··· Supplied records
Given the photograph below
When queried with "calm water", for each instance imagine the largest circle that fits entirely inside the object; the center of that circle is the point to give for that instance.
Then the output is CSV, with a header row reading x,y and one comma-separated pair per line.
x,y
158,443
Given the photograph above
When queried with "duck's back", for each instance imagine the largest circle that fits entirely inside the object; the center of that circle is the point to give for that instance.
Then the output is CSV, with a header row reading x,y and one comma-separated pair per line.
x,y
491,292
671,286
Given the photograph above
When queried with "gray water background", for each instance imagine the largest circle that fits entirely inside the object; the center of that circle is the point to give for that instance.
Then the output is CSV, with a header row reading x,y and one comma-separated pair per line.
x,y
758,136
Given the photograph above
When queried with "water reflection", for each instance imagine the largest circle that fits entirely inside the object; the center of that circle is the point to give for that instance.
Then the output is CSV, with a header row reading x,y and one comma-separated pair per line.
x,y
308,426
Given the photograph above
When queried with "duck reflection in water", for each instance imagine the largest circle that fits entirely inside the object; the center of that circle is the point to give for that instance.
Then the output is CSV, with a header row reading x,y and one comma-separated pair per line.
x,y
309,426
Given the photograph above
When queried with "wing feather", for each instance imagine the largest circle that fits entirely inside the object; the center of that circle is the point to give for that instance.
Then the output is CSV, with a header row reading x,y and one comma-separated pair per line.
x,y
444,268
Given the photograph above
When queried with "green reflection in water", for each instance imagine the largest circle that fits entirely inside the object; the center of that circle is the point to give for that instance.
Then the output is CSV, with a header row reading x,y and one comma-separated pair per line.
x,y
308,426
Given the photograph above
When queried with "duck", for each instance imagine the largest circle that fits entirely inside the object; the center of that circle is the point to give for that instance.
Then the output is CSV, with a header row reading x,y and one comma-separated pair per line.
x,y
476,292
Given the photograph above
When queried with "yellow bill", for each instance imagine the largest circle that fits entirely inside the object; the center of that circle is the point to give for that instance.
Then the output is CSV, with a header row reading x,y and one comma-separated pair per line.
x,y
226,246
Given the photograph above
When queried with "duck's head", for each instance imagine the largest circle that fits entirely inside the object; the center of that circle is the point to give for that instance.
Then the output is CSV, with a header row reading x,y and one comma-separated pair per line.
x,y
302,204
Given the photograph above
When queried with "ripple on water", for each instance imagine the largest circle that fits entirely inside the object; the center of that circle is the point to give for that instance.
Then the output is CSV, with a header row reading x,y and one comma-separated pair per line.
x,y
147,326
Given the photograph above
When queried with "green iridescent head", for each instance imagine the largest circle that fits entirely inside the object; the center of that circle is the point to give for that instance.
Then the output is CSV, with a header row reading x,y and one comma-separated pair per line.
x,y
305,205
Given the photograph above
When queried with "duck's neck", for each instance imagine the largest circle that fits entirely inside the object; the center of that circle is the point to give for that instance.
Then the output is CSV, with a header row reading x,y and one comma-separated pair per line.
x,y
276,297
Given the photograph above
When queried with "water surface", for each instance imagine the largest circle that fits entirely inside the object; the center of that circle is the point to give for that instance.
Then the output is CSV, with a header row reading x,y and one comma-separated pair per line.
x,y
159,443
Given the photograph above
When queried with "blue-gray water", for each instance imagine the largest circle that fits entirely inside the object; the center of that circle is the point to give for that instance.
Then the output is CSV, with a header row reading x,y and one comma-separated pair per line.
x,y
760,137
······
Task details »
Would you reproduce the material above in full, exactly as given?

Solution to the problem »
Given the photograph below
When queried with "calm water", for each instance imagine the largest circle that fits entirely inside the object; the center of that circle is the point to give for that instance.
Then the output is CSV, with a header row reading x,y and one comma-separated pair per line.
x,y
158,443
Given the photograph above
When queried with "duck's back", for each instance imagine the largest circle that fits entirely inside the object; the center of that circle is the point to give for that instance.
Then the output is CSV, with a header row reading x,y and one comma-separated pair per line.
x,y
491,292
671,286
Given the photograph above
When queried with "gray water background", for each instance imagine the largest circle that fits entirely inside the object; the center of that circle is the point to give for that instance.
Then the output is CSV, with a header row reading x,y and one comma-separated pair per line.
x,y
758,136
Given the photograph above
When queried with "water reflection", for each instance imagine the largest circle that fits entirely inside the object; the center of that circle is the point to give for that instance.
Then the output is CSV, with a header row reading x,y and one comma-separated pair per line.
x,y
308,426
Given the photograph above
When queried with "duck reflection in water", for each instance imagine the largest circle that fits entirely inside the object; the center of that circle is the point to give for that instance.
Then the output is CSV, with a header row reading x,y and one comma-separated pair per line.
x,y
309,426
Given the photograph above
When queried with "wing feather", for each instance imagine the largest circle that fits entirely inside the object; the center of that circle is the point to give for that instance.
Then the output is CSV, with a header row reading x,y and one comma-separated pair per line.
x,y
444,268
Given the photograph above
When queried with "green reflection in water", for each instance imagine the largest circle that fits entirely inside the object; the center of that circle is the point to give for that instance.
Then the output is CSV, with a header row reading x,y and one comma-separated pair per line.
x,y
308,426
Given the photograph above
When queried with "duck", for each instance imagine the largest circle that fits entirely inside the object; the center of that circle is the point to give for that instance.
Then the output is CSV, with a header row reading x,y and one comma-separated pair per line.
x,y
476,292
Given the photograph above
When queried with "yellow bill", for each instance imagine the largest circle that fits entirely inside the object; the center of that circle is the point to give for that instance.
Then the output is CSV, with a header row reading x,y and one comma-separated pair per line.
x,y
226,246
Given the photograph above
When queried with "duck's head", for each instance imagine the largest circle that fits entirely inside the object; the center of that circle is the point to give for that instance.
Then the output is CSV, with a header row reading x,y and one comma-separated pair per line.
x,y
302,204
Given the photograph above
When queried with "ripple on water", for each instance imagine the largest circle that fits entirely inside the object; the center of that circle is the point to give for that instance.
Then the output is CSV, with a header row reading x,y and one comma-separated pair per line.
x,y
147,326
Given the photograph above
When queried with "green iridescent head", for each instance imagine the largest circle that fits entirely inside the object; the center of that circle is the point to give for that instance.
Then the output is CSV, with a header row reading x,y and one comma-separated pair per line.
x,y
305,205
Given the photograph above
When queried with "duck's neck", for each instance imagine the largest circle that fits entirely inside the object; the center of that circle is the point to give for that instance.
Then the output is CSV, with a header row reading x,y and one comma-separated pair per line.
x,y
276,297
Given the photograph above
When queried with "water surface", for each instance imagine the largest circle that fits entirely inside the object; the center of that circle is the point to give for that instance.
Then the output is CSV, with a header row reading x,y and one comma-separated pair per line.
x,y
159,443
Given the photograph above
When queried with "blue-gray water", for each instance imagine the largest circle that fits entirely inside the object; the center of that circle is the point to give for that instance.
Then the output is CSV, with a header row reading x,y and one comma-separated pair per line.
x,y
760,137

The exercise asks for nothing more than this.